[Region segmentation data]
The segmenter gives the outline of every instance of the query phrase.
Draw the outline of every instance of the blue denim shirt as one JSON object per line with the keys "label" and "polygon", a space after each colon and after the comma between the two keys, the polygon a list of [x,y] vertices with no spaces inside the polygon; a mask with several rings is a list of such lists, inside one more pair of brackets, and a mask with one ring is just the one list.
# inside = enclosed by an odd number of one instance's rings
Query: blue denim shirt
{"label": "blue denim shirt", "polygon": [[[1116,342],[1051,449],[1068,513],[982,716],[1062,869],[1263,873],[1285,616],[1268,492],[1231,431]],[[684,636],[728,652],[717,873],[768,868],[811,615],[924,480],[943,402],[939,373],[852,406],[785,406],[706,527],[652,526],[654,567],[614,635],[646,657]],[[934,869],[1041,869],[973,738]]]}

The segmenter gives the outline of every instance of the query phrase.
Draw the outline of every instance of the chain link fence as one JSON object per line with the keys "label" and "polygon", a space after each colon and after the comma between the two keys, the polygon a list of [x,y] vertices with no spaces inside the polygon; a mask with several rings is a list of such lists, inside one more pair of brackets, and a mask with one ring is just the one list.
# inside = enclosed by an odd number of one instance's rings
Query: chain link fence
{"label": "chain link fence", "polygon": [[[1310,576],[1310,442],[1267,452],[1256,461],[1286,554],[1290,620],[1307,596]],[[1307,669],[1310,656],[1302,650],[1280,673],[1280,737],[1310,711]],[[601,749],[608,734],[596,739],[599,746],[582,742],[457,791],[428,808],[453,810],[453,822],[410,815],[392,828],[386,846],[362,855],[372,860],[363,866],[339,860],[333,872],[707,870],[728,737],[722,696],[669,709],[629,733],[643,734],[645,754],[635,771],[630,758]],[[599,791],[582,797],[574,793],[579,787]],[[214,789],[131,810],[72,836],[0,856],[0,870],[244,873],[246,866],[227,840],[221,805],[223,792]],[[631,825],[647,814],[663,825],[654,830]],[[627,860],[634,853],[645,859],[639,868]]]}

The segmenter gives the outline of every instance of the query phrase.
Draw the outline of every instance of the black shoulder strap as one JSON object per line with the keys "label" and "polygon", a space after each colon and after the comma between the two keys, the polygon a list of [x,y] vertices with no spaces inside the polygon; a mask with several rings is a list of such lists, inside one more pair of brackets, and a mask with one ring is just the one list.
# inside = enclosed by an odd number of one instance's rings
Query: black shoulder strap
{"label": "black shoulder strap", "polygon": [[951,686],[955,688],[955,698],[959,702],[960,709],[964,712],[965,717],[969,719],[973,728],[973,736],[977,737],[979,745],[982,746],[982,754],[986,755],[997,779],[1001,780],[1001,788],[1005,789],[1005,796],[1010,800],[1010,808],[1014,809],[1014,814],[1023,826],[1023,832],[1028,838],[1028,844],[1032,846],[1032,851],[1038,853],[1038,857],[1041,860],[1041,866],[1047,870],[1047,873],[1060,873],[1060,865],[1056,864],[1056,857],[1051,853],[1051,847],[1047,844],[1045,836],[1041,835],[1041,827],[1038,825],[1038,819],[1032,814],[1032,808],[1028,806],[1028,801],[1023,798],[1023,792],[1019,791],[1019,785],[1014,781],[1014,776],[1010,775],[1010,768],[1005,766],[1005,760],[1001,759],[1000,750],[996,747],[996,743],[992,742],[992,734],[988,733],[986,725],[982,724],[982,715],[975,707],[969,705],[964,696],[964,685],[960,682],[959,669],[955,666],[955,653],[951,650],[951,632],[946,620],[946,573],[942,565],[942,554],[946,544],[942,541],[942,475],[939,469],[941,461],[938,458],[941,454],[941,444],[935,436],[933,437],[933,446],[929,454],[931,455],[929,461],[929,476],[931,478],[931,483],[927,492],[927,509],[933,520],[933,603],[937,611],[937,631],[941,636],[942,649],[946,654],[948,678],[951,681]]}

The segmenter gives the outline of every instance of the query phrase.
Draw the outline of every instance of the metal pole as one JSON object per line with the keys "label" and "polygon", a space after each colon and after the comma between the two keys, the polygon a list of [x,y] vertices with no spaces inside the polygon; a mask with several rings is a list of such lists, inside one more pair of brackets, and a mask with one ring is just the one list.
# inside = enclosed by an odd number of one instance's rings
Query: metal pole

### Written task
Revise the data above by replacing every "segmenter" with "annotator" and leaving everything else as it is.

### Answer to the exercise
The annotator gives the outline of every instance of the query phrase.
Draw the outline of every instance of the blue denim shirt as one JSON object per line with the keys "label" and "polygon", a space after each colon and after the comma between the two keys, the polygon a list of [x,y] vertices with no spaces inside the polygon; a mask with several rings is a list of such lists, inside one more pair of brackets, and a mask with one ring is just the one list.
# inside = enclosed by an odd number of one instance's rings
Query: blue denim shirt
{"label": "blue denim shirt", "polygon": [[[1116,342],[1051,449],[1068,513],[982,716],[1062,869],[1263,873],[1285,616],[1268,492],[1231,431]],[[684,636],[728,652],[717,873],[768,868],[811,615],[924,480],[943,402],[939,373],[852,406],[785,406],[706,527],[652,526],[654,567],[614,635],[646,657]],[[934,869],[1041,869],[973,738]]]}

The annotator gives the outline of every instance of the query phrase.
Draw the outline of every instance of the chain link fence as one JSON object per line with the keys "label" and "polygon", a space after each colon and after the comma between the two keys, the polygon a list of [x,y] vertices with no spaces inside the polygon; a mask with several rings is a list of such lists, inside one more pair of brackets, and a mask with one ring is just the one list.
# inside = enclosed by an odd number of one instance's rings
Query: chain link fence
{"label": "chain link fence", "polygon": [[[1310,576],[1310,442],[1267,452],[1256,461],[1286,554],[1290,620],[1307,596]],[[1307,669],[1310,656],[1302,650],[1280,673],[1280,737],[1310,711]],[[601,749],[608,734],[596,739],[599,746],[582,742],[457,791],[428,808],[453,810],[453,822],[410,815],[392,828],[386,846],[362,855],[372,860],[363,866],[339,860],[333,872],[707,870],[728,737],[722,696],[669,709],[629,733],[643,734],[645,754],[635,771],[630,758]],[[599,791],[582,797],[574,793],[579,787]],[[214,789],[131,810],[72,836],[0,856],[0,870],[244,873],[246,866],[227,840],[221,805],[223,792]],[[631,825],[647,814],[663,825],[654,830]],[[627,860],[634,853],[645,859],[639,868]]]}

The annotator gives the outline of every instance of the query phrase.
Draw the outline of every instance of the black shoulder strap as one JSON object per line with the keys "label" and "polygon", a space after each colon and after the comma between the two keys, the polygon a list of [x,y] vertices with no spaces inside the polygon; a mask with several rings is a list of such lists, inside one more pair of brackets, and a mask with one ring is just the one list.
# inside = enclosed by an odd number of one instance's rings
Query: black shoulder strap
{"label": "black shoulder strap", "polygon": [[951,686],[955,688],[955,698],[959,702],[960,709],[964,712],[965,717],[969,719],[973,728],[973,736],[977,737],[979,745],[982,746],[982,754],[986,755],[997,779],[1001,780],[1001,788],[1005,789],[1005,796],[1010,800],[1010,808],[1014,809],[1014,814],[1023,826],[1023,832],[1028,838],[1028,844],[1032,846],[1032,851],[1038,853],[1038,857],[1041,860],[1041,866],[1047,870],[1047,873],[1060,873],[1060,865],[1056,864],[1056,857],[1051,853],[1051,847],[1047,844],[1045,836],[1041,835],[1041,827],[1038,825],[1038,819],[1032,814],[1032,808],[1028,806],[1028,801],[1023,798],[1023,792],[1019,791],[1019,785],[1014,781],[1014,776],[1010,775],[1010,768],[1005,766],[1005,760],[1001,759],[1000,750],[996,747],[996,743],[992,742],[992,734],[988,733],[986,725],[982,724],[982,715],[975,707],[969,705],[964,696],[964,685],[960,682],[959,669],[955,666],[955,653],[951,650],[951,632],[946,620],[946,573],[942,565],[942,554],[946,544],[942,541],[942,475],[939,469],[941,461],[938,458],[941,454],[941,444],[935,436],[933,437],[933,446],[929,454],[931,455],[929,461],[929,476],[931,478],[931,483],[927,492],[927,509],[933,520],[933,603],[937,611],[937,631],[941,636],[942,649],[946,654],[948,678],[951,681]]}

The annotator gives the outline of every instance of the query phrase.
Draw the outline of every instance of the metal pole as one JSON object per line with the keys "label" and "polygon", a space after each colon and after the comma between the two keys, the polygon a list of [x,y] vertices with no spaces inside the polygon; a mask with several rings is a list of such lists, inside one more pair of brackets, and a mask with one ring is just the one list.
# inside = enclosed by an odd number of one instance's rings
Query: metal pole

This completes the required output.